Aim => Copy out the lines from the start of the data through the line containing "hole rule even-odd", both included, and leave the picture out of your answer.

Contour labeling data
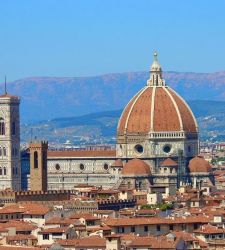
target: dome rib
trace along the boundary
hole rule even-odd
[[[124,132],[125,128],[126,128],[126,121],[127,121],[127,117],[130,113],[131,107],[134,103],[134,101],[136,100],[136,98],[139,96],[140,92],[142,91],[142,89],[128,102],[128,104],[126,105],[126,107],[124,108],[119,122],[118,122],[118,126],[117,126],[117,131]]]
[[[151,100],[151,125],[150,125],[150,131],[152,132],[154,130],[154,110],[155,110],[155,90],[156,87],[152,87],[152,100]]]
[[[180,110],[177,106],[177,103],[175,102],[174,98],[172,97],[172,95],[170,94],[169,90],[167,88],[164,87],[164,90],[166,91],[166,93],[169,95],[170,97],[170,100],[172,101],[176,111],[177,111],[177,115],[178,115],[178,119],[179,119],[179,122],[180,122],[180,130],[183,131],[184,127],[183,127],[183,121],[181,119],[181,114],[180,114]]]
[[[137,103],[137,101],[138,101],[139,98],[142,96],[142,94],[146,91],[146,89],[148,89],[147,86],[144,87],[144,88],[142,88],[141,91],[138,93],[137,98],[136,98],[135,101],[133,102],[133,104],[132,104],[132,106],[131,106],[131,108],[130,108],[129,114],[128,114],[128,116],[127,116],[127,119],[126,119],[125,129],[127,129],[127,127],[128,127],[128,121],[129,121],[129,119],[130,119],[130,115],[131,115],[131,113],[132,113],[132,111],[133,111],[134,105]],[[140,120],[139,120],[139,121],[140,121]]]
[[[177,103],[177,107],[179,108],[181,119],[183,122],[183,130],[187,132],[198,132],[198,124],[195,119],[195,116],[188,106],[188,104],[185,102],[185,100],[172,88],[168,88],[168,91],[173,96],[174,100]]]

In response =>
target: dome rib
trace along the boundary
hole rule even-odd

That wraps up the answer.